- [The exercise]: List every line in the records below that contains the word "person", copying each one in full.
====
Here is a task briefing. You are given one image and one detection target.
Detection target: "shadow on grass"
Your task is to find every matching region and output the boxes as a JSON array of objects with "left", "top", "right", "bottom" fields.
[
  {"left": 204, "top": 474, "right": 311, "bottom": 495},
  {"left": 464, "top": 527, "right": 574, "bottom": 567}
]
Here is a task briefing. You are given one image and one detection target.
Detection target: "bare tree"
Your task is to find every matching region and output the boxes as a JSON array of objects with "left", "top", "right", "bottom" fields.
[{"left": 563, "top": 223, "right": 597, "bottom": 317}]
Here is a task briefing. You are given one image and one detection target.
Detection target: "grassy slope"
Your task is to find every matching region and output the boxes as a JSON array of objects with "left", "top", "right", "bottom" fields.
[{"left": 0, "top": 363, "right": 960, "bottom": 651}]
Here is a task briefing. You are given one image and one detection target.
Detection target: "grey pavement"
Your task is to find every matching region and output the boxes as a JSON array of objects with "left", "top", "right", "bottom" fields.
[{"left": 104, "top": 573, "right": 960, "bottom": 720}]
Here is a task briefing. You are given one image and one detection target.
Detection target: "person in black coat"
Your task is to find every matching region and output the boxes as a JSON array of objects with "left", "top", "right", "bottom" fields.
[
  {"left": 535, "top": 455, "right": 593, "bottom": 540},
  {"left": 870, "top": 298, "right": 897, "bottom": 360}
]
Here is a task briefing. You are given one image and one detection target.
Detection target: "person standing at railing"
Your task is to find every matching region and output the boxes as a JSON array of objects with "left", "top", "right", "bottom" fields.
====
- [Written response]:
Detection target: "person in black coat"
Detection target: "person standing at railing"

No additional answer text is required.